→ Page

---+---

Problem:
The BlameGenerator used the RevFlag SEEN to mark commits it had
already looked at (but not necessarily processed), to prevent
processing a commit multiple times. If a commit is a conflicting
merge that contains lines of the merge base, that have been deleted
in its first parent, either these lines or the lines untouched
since the merge base would not be blamed properly.
This happens for example if a file is modified on a main branch in an
earlier commit M and on a side branch in a later commit S. For this
example, M deletes some lines relative to the common base commit B,
and S modifies a subset of these lines, leaving some other of these
lines untouched.
Then side is merged into main, creating a conflict for these
lines. The merge resolution shall carry over some unmodified lines
from B that would otherwise be deleted by M. The route to blame
these lines is via S to B. They can't be blamed via M, as they
don't exist there anymore.

---+---

→ Recorded information
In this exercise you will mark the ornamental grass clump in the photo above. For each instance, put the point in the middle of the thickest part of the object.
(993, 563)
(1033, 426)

---+---

→ Prompt
In the BlameGenerator problem description, which RevFlag marked commits the BlameGenerator had already looked at?

→ Problem solution
The RevFlag SEEN.